Below are the records; copy out every line that holds the word "each".

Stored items
● ● ● ●
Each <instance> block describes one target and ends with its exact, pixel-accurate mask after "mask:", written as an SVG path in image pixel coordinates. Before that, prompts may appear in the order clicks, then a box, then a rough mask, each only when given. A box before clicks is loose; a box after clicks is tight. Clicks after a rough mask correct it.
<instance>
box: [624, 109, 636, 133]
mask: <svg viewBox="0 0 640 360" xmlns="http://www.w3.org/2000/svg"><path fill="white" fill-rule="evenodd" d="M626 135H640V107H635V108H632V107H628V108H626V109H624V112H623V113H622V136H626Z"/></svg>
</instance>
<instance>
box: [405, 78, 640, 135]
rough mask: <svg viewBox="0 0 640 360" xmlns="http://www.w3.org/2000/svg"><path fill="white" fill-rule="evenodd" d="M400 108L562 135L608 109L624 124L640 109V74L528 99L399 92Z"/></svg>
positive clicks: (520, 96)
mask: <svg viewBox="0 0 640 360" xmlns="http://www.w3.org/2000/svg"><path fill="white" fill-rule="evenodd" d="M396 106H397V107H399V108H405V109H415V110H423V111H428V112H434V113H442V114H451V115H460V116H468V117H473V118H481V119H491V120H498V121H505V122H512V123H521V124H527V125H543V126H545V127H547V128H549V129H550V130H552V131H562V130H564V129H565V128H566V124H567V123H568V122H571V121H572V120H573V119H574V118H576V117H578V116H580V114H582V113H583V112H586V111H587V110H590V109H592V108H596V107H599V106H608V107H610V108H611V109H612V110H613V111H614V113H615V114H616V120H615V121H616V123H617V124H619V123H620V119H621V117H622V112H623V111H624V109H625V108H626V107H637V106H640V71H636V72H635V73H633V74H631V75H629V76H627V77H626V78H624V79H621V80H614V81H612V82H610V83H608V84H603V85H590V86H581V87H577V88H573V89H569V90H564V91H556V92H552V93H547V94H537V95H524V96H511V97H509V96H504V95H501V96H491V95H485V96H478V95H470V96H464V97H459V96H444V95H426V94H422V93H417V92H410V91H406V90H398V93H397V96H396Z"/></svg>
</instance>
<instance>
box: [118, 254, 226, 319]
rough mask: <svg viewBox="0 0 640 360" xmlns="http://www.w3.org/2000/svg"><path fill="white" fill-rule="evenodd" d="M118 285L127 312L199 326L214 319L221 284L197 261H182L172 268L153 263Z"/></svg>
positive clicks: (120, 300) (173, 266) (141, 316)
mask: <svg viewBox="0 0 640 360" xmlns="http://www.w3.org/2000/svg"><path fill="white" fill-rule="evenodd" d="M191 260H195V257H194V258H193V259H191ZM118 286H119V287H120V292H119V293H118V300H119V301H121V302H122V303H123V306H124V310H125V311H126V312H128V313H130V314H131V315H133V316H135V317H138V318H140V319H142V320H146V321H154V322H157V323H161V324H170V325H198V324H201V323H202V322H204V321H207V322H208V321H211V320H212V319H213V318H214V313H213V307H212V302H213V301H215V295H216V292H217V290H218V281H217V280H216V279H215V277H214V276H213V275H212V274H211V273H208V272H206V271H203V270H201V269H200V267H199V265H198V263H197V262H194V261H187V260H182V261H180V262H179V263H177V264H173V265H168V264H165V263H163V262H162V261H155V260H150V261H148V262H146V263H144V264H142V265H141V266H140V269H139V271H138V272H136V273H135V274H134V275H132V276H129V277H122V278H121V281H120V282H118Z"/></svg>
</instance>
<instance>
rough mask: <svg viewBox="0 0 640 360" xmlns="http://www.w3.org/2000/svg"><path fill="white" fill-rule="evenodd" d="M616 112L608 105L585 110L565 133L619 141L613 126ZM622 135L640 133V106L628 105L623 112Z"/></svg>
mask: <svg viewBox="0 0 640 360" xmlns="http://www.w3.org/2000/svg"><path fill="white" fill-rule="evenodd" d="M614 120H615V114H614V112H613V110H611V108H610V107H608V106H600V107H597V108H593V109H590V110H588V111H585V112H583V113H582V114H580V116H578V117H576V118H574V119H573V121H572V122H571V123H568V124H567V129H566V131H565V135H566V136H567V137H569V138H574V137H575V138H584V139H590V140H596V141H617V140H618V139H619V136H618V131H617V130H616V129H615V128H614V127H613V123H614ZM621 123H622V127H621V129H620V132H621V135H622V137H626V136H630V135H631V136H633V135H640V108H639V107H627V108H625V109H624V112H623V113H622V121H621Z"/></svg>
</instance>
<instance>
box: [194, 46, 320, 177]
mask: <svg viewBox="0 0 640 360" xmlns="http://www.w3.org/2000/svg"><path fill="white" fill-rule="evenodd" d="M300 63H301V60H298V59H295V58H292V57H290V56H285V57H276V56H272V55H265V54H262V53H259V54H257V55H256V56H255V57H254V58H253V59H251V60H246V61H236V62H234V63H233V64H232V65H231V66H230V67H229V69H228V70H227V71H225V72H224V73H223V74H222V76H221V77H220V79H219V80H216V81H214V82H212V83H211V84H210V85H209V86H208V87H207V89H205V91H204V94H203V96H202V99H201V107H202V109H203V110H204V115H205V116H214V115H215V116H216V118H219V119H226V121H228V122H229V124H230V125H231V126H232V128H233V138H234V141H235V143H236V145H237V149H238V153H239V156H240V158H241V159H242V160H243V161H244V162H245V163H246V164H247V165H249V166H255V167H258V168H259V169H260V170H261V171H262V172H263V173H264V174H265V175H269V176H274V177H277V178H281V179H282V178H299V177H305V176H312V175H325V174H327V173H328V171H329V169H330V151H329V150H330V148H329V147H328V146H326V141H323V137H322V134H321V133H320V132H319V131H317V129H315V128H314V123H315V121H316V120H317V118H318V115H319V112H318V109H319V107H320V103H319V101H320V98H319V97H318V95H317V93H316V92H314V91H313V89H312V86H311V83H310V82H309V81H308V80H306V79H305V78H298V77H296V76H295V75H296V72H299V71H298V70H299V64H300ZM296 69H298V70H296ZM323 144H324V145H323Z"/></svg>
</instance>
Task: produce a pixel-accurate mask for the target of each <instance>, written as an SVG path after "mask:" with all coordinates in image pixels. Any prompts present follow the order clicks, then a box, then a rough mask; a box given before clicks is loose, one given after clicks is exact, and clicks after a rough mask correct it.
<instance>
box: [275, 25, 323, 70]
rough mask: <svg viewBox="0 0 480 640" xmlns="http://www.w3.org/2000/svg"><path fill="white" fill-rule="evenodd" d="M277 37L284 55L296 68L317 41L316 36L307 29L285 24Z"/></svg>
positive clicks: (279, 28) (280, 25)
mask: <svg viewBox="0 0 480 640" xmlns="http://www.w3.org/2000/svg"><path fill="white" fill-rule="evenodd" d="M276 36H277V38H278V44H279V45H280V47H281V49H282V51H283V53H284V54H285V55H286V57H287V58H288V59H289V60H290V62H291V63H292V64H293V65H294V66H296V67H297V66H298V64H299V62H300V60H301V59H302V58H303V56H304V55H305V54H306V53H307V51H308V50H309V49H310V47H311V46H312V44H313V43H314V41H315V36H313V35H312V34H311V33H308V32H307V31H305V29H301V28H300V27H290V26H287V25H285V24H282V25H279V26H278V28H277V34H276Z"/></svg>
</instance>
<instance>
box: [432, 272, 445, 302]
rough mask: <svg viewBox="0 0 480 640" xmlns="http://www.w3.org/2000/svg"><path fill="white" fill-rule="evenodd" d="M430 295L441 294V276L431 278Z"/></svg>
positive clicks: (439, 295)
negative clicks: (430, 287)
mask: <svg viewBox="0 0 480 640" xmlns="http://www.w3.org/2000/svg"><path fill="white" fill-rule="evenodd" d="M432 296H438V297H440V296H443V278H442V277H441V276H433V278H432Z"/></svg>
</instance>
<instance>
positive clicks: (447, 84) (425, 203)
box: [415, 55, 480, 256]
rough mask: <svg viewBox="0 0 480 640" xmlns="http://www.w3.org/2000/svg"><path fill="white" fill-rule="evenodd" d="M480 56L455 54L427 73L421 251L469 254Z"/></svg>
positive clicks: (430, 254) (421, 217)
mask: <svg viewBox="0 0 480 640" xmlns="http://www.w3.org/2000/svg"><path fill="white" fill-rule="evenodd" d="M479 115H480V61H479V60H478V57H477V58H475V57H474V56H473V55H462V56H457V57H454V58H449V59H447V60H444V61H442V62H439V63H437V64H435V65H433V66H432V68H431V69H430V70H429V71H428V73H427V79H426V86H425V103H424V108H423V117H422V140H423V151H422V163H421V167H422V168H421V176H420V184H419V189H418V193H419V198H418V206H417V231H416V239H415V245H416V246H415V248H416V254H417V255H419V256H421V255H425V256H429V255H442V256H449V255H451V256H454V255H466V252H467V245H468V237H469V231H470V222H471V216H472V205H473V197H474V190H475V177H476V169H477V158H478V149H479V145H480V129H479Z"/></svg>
● ● ● ●
▶ _Solved exercise_:
Each <instance> block describes one target and ends with its exact, pixel-accurate mask after "mask:", written as an SVG path in image pixel coordinates. Before that, prompts may appear in the order clicks, then a box, then a rough mask, each only when given. A box before clicks is loose; a box after clicks is tight. Clicks after a rough mask correct it.
Task: produce a pixel-accurate mask for the target of each <instance>, written as an SVG path after "mask:" with all coordinates in image pixels. Any prompts present follow the order clicks, then a box, then a rough mask; a box given before clicks is loose, one given after clicks is exact, and clicks after a rough mask correct it.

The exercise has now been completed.